Angezeigter Text:
Der Ruf nach Freiheit: Reisen in Zeiten des Web 2.0

Berlin (dpa/tmn) - Immer mehr Urlauber suchen und buchen im Internet. Das Web 2.0 befreit sie aus dem Korsett organisierter Angebote. Auch die Tourismusbranche buhlt längst im Netz um die Kunden - aber die sind vielleicht schon auf eigene Faust auf dem Weg in den Urlaub.

Einfach in Bombay bei jemandem auf der Couch pennen? Oder in Lissabon gleich in das Restaurant in der Altstadt spazieren, das gerade besonders angesagt ist? All das ist kein Problem mehr - dem Web 2.0 und sozialen Netzwerken sei Dank. Auch die Tourismusbranche hat die neue Freiheit erkannt, zeigt die Reisemesse ITB in Berlin (9. bis 13. März). Die Veranstalter suchen vor allem neue Vertriebswege. Viele Reisende kommen aber ohne sie aus.

Der Siegeszug der modernen Technik führt aber nicht dazu, dass der gute alte Pauschalurlaub ausstirbt. „Natürlich kann sich jeder seine Reise komplett selbst zusammenstellen. Das kostet aber Zeit“, sagt Torsten Schäfer vom Deutschen Reiserverband (DRV). Die Reisebüroberatung sei schneller als die Suche nach Infos im Netz. Außerdem bieten Veranstalter ihren Kunden Sicherheit: „Wenn zum Beispiel mein Flug ausfällt, muss ich mich nicht selbst darum kümmern, das Geld für die Übernachtung vom Hotel wiederzubekommen.“ Reißt die Kette, ist der Gast abgesichert.

Alles aus einer Hand bedeutet also weniger Risiko - alles selbst zu machen dafür mehr Unabhängigkeit. „Das muss jeder für sich selbst entscheiden“, findet Schäfer. In Eigenregie auf Reisen zu gehen, kann aber im Prinzip jeder, der Zeit, Muße und etwas Mut mitbringt.

Wohin soll es gehen? Viele Reisende brauchen dazu heute nicht mehr den Rat aus dem Reisebüro. Sie setzen lieber auf Tausende von Erfahrungsberichten auf Webseiten wie Tripadvisor.de. Auf Facebook besprechen Nutzer ohnehin alles, was sie in ihrem Leben interessiert. Fotoalben auf Flickr wecken Fernweh, in der Online-Community kommen viele Bilder weniger hochglanzpoliert daher als in Reisebroschüren.

Wo übernachten? Die Plattform Couchsurfing.org liefert die soziale Alternative zum Hotel. Darüber kann der User aus Bochum herausfinden, wer in Rio gerade ein Schlafsofa frei hat. Das Übernachten bei Pedro zu Hause ist vielleicht mehr „interkultureller Austausch“, als es die Erlebnisreiseanbieter in ihren Katalogen versprechen. Wer sich nicht gern in fremden Federn bettet, der kann auch auf Portalen wie Trivago.de oder Bettenjagd.de eine preiswerte Bleibe suchen.

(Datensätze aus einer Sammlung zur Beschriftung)
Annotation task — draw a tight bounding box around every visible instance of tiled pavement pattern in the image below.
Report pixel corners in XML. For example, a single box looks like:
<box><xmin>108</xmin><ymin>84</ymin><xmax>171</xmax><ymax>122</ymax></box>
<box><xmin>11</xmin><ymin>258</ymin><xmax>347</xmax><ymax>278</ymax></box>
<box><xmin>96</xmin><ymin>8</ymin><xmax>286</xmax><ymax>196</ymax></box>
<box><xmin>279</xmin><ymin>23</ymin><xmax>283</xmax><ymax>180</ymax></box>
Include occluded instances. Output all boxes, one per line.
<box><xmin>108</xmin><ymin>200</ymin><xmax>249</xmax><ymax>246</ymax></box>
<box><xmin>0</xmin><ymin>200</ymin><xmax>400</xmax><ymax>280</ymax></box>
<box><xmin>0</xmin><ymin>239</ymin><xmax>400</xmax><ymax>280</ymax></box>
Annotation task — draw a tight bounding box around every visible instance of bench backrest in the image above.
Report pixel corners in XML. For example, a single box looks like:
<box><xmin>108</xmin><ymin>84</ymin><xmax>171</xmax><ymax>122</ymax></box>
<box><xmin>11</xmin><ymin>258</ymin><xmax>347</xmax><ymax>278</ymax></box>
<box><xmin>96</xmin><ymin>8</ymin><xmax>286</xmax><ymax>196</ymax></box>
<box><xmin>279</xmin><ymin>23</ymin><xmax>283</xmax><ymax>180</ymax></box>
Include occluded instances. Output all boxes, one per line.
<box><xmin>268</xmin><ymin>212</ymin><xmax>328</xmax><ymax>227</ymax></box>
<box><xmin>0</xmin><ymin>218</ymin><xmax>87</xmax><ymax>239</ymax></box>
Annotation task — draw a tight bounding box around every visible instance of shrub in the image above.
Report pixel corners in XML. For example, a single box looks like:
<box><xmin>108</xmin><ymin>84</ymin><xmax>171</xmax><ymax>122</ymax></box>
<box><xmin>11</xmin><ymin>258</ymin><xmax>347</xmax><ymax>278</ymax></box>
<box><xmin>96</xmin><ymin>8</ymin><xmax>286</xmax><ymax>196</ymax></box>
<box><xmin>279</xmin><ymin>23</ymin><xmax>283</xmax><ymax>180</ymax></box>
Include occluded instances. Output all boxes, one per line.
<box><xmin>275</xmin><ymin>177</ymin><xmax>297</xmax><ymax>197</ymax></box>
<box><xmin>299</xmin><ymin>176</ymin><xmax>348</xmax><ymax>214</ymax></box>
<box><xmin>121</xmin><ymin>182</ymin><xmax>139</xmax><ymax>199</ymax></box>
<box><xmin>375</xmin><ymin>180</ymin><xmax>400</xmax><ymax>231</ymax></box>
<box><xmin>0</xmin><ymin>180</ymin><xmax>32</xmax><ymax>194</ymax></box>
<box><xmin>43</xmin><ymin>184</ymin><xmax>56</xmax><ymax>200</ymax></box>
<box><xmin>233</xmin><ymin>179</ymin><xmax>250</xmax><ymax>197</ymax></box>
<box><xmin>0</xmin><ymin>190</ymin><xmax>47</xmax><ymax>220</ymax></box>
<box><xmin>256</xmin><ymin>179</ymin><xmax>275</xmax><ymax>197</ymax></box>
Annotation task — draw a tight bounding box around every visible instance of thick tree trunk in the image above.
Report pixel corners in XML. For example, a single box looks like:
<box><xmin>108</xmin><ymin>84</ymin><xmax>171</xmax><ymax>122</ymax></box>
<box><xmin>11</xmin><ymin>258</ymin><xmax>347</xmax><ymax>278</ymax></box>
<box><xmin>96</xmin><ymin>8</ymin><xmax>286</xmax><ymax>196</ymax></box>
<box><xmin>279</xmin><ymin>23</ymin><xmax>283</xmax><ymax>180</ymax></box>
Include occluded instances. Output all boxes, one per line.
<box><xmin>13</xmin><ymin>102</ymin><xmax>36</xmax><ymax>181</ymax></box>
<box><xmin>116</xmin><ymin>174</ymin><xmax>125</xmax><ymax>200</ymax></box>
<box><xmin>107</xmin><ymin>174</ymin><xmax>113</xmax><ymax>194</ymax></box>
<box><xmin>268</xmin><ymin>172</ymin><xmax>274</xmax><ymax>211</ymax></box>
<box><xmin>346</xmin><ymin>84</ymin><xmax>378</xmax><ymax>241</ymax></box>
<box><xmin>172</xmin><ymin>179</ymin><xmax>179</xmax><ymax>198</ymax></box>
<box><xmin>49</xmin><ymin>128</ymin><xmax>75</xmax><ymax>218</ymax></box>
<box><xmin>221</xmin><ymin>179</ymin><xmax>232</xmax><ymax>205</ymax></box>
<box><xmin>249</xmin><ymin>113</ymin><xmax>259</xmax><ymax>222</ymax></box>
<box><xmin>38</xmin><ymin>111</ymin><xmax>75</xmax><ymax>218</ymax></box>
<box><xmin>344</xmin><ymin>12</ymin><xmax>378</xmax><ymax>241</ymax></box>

Aufgaben:
1. Welche Plattform nennt der Artikel über Reisen im Web 2.0 als soziale Alternative zum Hotel?
2. Fasse den Artikel über Reisen im Web 2.0 in zwei Sätzen zusammen.
3. Führe den Artikel über Reisen im Web 2.0 im Anschluss an seinen letzten Satz fort.

Antworten nacheinander:
1. Couchsurfing.org

2. Immer mehr Urlauber suchen und buchen im Internet, und obwohl auch die Tourismusbranche im Netz um Kunden buhlt, kommen viele Reisende ohne Veranstalter aus. Laut Torsten Schäfer bieten Pauschalreisen weiterhin Zeitersparnis und Sicherheit, doch viele Reisende orientieren sich an Erfahrungsberichten auf Seiten wie Tripadvisor.de, an Facebook und Flickr und finden Unterkünfte über Couchsurfing.org, Trivago.de oder Bettenjagd.de.

3.
Wie von A nach B? Ihre Flüge buchen viele Deutschen längst online, Suchmaschinen wie Swoodoo.de finden die günstigste Verbindung. Einen Mietwagen übers Netz zu ordern, ist mit wenigen Mausklicks erledigt. Und wer sich zum Beispiel in Nairobi orientieren oder von Kapstadt nach Namibia kommen will, kann auf Google Maps nachschauen. Dutzende Metro-Streckennetze aus aller Welt hat Urbanrail.net parat.

Was erleben? Der Reisebegleiter, der vor dem Taj Mahal über Indiens Geschichte referiert, war gestern - auf Rentalocalfriend.com finden Reisende selbst einen ortskundigen Führer. Wer Einheimischen mehr vertraut als dem Reiseführer, schaut auf Spottedbylocals.com vorbei. Die hippsten Plätze in bislang 33 europäischen Metropolen empfehlen dort Menschen, die in der jeweiligen Stadt leben.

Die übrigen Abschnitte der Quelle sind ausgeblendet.